Penggalan Teks:
5.3. Ketinggian Tempat
Pada umumnya tanaman alpukat dapat tumbuh di dataran rendah sampai dataran tinggi, yaitu 5-1500 m dpl. Namun tanaman ini akan tumbuh subur dengan hasil yang memuaskan pada ketinggian 200-1000 m dpl. Untuk tanaman alpukat ras Meksiko dan Guatemala lebih cocok ditanam di daerah dengan ketinggian 1000-2000 m dpl., sedangkan ras Hindia Barat pada ketinggian 5-1000 m dpl.
6. PEDOMAN BUDIDAYA
6.1. Pembibitan
1) Persyaratan Bibit
Bibit yang baik antara lain yang berasal dari
a) Buah yang sudah cukup tua.
b) Buahnya tidak jatuh hingga pecah.
c) Pengadaan bibit lebih dari satu jenis untuk menjamin kemungkinan adanya persarian bersilang.
2) Penyiapan Bibit
Sampai saat ini bibit alpukat hanya dapat diperoleh secara generatif (melalui biji) dan vegetatif (penyambungan pucuk/enten dan penyambungan mata/okulasi).
Dari ketiga cara itu, bibit yang diperoleh dari biji kurang menguntungkan karena tanaman lama berbuah (6-8 tahun) dan ada kemungkinan buah yang dihasilkan
berbeda dengan induknya. Sedangkan bibit hasil okulasi maupun enten lebih cepat berbuah (1-4 tahun) dan buah yang didapatkannya mempunyai sifat yang
sama dengan induknya.
3) Teknik Penyemaian Bibit
a) Penyambungan pucuk (enten)
Pohon pokok yang digunakan untuk enten adalah tanaman yang sudah berumur 6-7 bulan/dapat juga yang sudah berumur 1 tahun, tanaman berasal dari biji yang berasal dari buah yang telah tua dan masak, tinggi 30 cm/kurang, dan yang penting jaringan pada pangkal batang belum berkayu. Sebagai cabang sambungannya digunakan ujung dahan yang masih muda dan berdiameter lebih kurang 0,7 cm. Dahan tersebut dipotong miring sesuai dengan celah yang ada pada pohon pokok sepanjang lebih kurang 10 cm, kemudian disisipkan ke dalam belahan di samping pohon pokok yang diikat/dibalut. Bahan yang baik untuk mengikat adalah pita karet, plastik, rafia/kain berlilin. Sebaiknya penyambungan pada pohon pokok dilakukan serendah mungkin supaya tidak dapat kuncup pada tanaman pokok. Enten-enten yang telah disambung diletakkan di tempat teduh, tidak berangin, dan lembab. Setiap hari tanaman disiram, dan untuk mencegah serangan penyakit sebaiknya tanaman disemprot fungisida. Pada musim kering hama tungau putih sering menyerang, untuk itu sebaiknya dicegah dengan semprotan kelthane. Bibit biasanya sudah dapat dipindahkan ke kebun setelah berumur 9-16 bulan, dan pemindahannya dilakukan pada saat permulaan musim hujan
b) Penyambungan mata (okulasi)

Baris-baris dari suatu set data
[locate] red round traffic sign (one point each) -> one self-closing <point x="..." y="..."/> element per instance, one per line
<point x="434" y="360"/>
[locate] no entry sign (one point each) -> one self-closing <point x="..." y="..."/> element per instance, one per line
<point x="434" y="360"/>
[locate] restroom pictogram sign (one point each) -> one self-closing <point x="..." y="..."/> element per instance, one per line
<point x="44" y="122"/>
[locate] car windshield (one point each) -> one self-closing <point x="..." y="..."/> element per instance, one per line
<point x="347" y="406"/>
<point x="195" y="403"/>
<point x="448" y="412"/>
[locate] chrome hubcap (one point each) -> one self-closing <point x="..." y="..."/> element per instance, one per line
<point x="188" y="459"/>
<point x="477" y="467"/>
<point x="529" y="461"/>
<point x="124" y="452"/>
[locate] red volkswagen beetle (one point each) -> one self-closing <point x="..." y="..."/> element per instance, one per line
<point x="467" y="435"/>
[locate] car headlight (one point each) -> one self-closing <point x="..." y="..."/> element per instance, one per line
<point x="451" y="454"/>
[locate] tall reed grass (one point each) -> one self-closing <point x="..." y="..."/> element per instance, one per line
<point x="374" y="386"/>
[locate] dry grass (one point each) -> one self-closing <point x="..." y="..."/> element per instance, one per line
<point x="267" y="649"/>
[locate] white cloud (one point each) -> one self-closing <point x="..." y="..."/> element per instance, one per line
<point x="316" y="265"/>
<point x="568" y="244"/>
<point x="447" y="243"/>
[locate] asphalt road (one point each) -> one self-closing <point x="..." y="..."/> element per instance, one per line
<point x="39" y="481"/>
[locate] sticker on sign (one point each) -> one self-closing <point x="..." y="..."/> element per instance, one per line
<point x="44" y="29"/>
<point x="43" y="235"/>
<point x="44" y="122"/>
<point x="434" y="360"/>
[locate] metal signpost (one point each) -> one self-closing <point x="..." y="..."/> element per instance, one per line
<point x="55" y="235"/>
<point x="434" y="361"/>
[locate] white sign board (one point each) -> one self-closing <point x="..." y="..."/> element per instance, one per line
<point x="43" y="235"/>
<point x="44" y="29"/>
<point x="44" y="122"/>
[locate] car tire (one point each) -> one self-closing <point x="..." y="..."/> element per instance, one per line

Soal Singkat 1:
Menurut teks tentang budi daya alpukat, pada ketinggian berapa tanaman alpukat tumbuh subur dengan hasil yang memuaskan?
Soal Singkat 2:
Ketik ulang bagian teks tentang budi daya alpukat mulai dari "b) Buahnya tidak" sampai dengan "Penyambungan pucuk (enten)".
Soal Singkat 3:
Lanjutkan teks tentang budi daya alpukat sesudah baris terakhir yang ditampilkan.
Materi tersebut tidak berhubungan dengan teks tentang budi daya alpukat.

Hasil Latihan 1:
Pada ketinggian 200-1000 m dpl.

Hasil Latihan 2:
b) Buahnya tidak jatuh hingga pecah.
c) Pengadaan bibit lebih dari satu jenis untuk menjamin kemungkinan adanya persarian bersilang.
2) Penyiapan Bibit
Sampai saat ini bibit alpukat hanya dapat diperoleh secara generatif (melalui biji) dan vegetatif (penyambungan pucuk/enten dan penyambungan mata/okulasi).
Dari ketiga cara itu, bibit yang diperoleh dari biji kurang menguntungkan karena tanaman lama berbuah (6-8 tahun) dan ada kemungkinan buah yang dihasilkan
berbeda dengan induknya. Sedangkan bibit hasil okulasi maupun enten lebih cepat berbuah (1-4 tahun) dan buah yang didapatkannya mempunyai sifat yang
sama dengan induknya.
3) Teknik Penyemaian Bibit
a) Penyambungan pucuk (enten)

Hasil Latihan 3:
Pembuatan bibit secara okulasi dilakukan pada pohon pangkal berumur 8-10 bulan. Sebagai mata yang akan diokulasikan diambil dari dahan yang sehat, dengan umur 1 tahun, serta matanya tampak jelas. Waktu yang paling baik untuk menempel yaitu pada saat kulit batang semai mudah dilepaskan dari kayunya. Caranya adalah kulit pohon pokok disayat sepanjang 10 cm dan lebarnya 8 mm. Kulit tersebut dilepaskan dari kayunya dan ditarik ke bawah lalu dipotong 6 cm. Selanjutnya disayat sebuah mata dengan sedikit kayu dari cabang mata (enthout), kayu dilepaskan pelan-pelan tanpa merusak mata. Kulit yang bermata dimasukkan di antara kulit dan kayu yang telah disayat pada pohon pokok dan ditutup lagi, dengan catatan mata jangan sampai tertutup. Akhirnya balut seluruhnya dengan pita plastik. Bila dalam 3-5 hari matanya masih hijau, berarti penempelan berhasil.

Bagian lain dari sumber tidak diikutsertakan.